### Exercise data

***

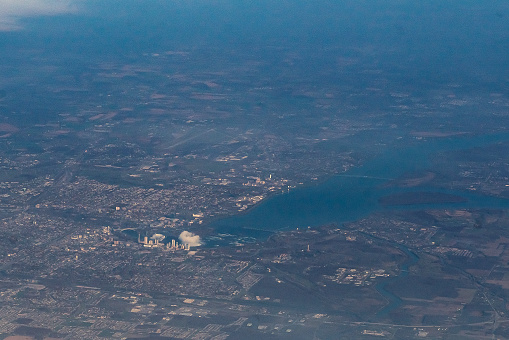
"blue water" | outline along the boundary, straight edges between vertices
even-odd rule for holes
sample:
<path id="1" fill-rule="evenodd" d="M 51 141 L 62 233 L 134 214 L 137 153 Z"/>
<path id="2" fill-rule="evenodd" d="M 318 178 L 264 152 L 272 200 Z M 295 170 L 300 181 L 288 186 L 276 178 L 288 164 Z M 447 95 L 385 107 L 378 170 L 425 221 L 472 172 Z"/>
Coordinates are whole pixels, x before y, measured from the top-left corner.
<path id="1" fill-rule="evenodd" d="M 267 233 L 278 230 L 355 221 L 382 210 L 509 208 L 509 200 L 472 191 L 384 185 L 406 173 L 433 171 L 431 158 L 440 152 L 482 147 L 508 139 L 508 134 L 477 135 L 423 140 L 413 146 L 403 143 L 394 145 L 361 167 L 315 186 L 301 187 L 271 197 L 247 213 L 216 221 L 212 226 L 223 233 L 265 237 Z M 383 206 L 379 203 L 383 196 L 408 191 L 453 194 L 464 198 L 465 202 L 410 206 Z"/>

***

### Given exercise
In the listing above, swap "top-left corner" for "upper-left corner" and write the listing out again with everything else unchanged, leaving out the pictures.

### Solution for this task
"blue water" | outline along the boundary, straight edges between vertices
even-odd rule for holes
sample:
<path id="1" fill-rule="evenodd" d="M 51 141 L 62 233 L 134 214 L 137 153 Z"/>
<path id="2" fill-rule="evenodd" d="M 318 178 L 264 152 L 272 200 Z M 295 170 L 300 181 L 288 186 L 276 178 L 288 164 Z M 447 95 L 385 107 L 378 170 L 425 221 L 472 172 Z"/>
Coordinates are whole pixels, x before y, measured from the upper-left corner.
<path id="1" fill-rule="evenodd" d="M 267 233 L 278 230 L 355 221 L 382 210 L 509 208 L 509 200 L 472 191 L 384 185 L 406 173 L 433 171 L 431 158 L 440 152 L 482 147 L 508 139 L 508 134 L 477 135 L 423 140 L 413 146 L 403 143 L 394 145 L 361 167 L 315 186 L 301 187 L 271 197 L 247 213 L 216 221 L 212 226 L 223 233 L 265 237 Z M 383 206 L 379 203 L 383 196 L 408 191 L 453 194 L 464 198 L 465 202 L 410 206 Z"/>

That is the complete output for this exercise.